__Page text__.
= = =
That didn’t stop Dlamini. She didn’t point out that those tidy little numbers hide some 30 pages of complex assumptions, literature review, and estimates. For example, the tangible cost to the government in that study includes such tenuous items as the increase to the disease burden as a consequence of alcohol-related crime. About a quarter is accounted for by damage to motor vehicles in accidents, and another 10% of it constitutes private expenditure on home and business security. Suddenly, the government’s share of this burden is starting to look less hefty.

Likewise, the bulk of that huge “intangible” cost actually involves lost years of life, based on a statistical estimate of what a lost life is worth. This is a particularly vague concept, because the value of a life is rather hard to neatly encapsulate as a bookkeeping entry (it’s R3.5 million, in case you wondered how much Dlamini thinks you’re worth). In a country with high unemployment, where not everyone is productive, can the lost productivity of drinkers, because of their own actions, really be counted as harm to everyone else?
= = =
__Work task A__.
Reproduce the passage on the cost of alcohol between "That didn’t stop" and "look less hefty.", inclusive.
__Work task B__.
Answer these questions from the passage on the cost of alcohol:
(i) Roughly how many pages of assumptions, literature review and estimates lie behind the study's numbers?
(ii) What share of the government's tangible cost comes from damage to motor vehicles in accidents?
(iii) What figure does the passage give as the value Dlamini places on a life?
__Work task C__.
Write the next part of the passage on the cost of alcohol, starting after its final sentence.
The lines that follow play no part in this work.
= = =
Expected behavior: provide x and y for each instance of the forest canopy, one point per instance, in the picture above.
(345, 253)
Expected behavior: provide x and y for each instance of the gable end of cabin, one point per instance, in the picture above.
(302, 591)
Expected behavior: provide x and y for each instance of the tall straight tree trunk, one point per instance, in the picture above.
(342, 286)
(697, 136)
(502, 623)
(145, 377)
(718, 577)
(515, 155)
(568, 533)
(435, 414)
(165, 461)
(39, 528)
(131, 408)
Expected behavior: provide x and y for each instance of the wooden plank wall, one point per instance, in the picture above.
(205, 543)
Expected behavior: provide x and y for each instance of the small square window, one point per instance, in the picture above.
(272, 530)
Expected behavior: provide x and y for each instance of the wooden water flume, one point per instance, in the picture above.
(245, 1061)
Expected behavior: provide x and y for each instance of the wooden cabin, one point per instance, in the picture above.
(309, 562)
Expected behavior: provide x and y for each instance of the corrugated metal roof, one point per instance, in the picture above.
= = =
__Output A__.
That didn’t stop Dlamini. She didn’t point out that those tidy little numbers hide some 30 pages of complex assumptions, literature review, and estimates. For example, the tangible cost to the government in that study includes such tenuous items as the increase to the disease burden as a consequence of alcohol-related crime. About a quarter is accounted for by damage to motor vehicles in accidents, and another 10% of it constitutes private expenditure on home and business security. Suddenly, the government’s share of this burden is starting to look less hefty.

__Output B__.
(i) Some 30 pages.
(ii) About a quarter.
(iii) R3.5 million.

__Output C__.
Behind the glib numbers hides a more banal truth: there is an uncertain but probably significant cost to alcohol abuse, which gives the government an excuse to intervene in the market. An alcohol advertising ban, if it makes any difference to this at all, won’t do much to reduce that cost. And certainly not by more than R18 billion, which is the (equally vague) value that the DNA Economics study says alcohol buyers place on their pleasure, over and above the R48 billion they spend on alcohol.

But Motsoaledi can’t be bothered with the difficult job of alcohol abuse prevention programmes targeted at people or populations that actually abuse alcohol, which research shows are very promising. So he’d rather look busy playing nanny, making our lives miserable with an intervention that probably will not work, and will definitely cost thousands of innocent bystanders their jobs, which is not justifiable even if nobody ever got drunk again.

Despite this preposterous situation, Motsoaledi and Dlamini are on firm rhetorical ground. After all, they can dismiss resistance to their draconian laws as the greedy spin of liquor companies, or the selfish denialism of drinkers who don’t care about the street crimes, drunk driving and broken homes.

Such allegations, however, would be false, unlike the charge that Motsoaledi and Dlamini are moralising busybodies who ignore both available evidence and basic arithmetic in their efforts to treat South Africans like children.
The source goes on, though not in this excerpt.